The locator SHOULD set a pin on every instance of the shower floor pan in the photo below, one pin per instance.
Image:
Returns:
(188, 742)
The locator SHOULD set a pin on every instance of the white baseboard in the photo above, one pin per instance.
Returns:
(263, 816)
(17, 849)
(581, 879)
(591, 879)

- _Exercise details_
Convert the records above into a Markdown table with the columns Row and Line, giving each line its own row number in order and leaving out any blank lines.

- _Problem solution_
| Row | Line |
|---|---|
| 1 | The locator SHOULD set a pin on every instance of the shower floor pan in the photo below, one pin per instance. |
| 2 | Image: |
| 3 | Returns: |
| 4 | (188, 742) |
| 5 | The locator SHOULD set a pin on every instance of the white baseboard in the photo above, one pin per instance. |
| 6 | Returns: |
| 7 | (263, 816) |
| 8 | (17, 849) |
| 9 | (581, 879) |
| 10 | (591, 879) |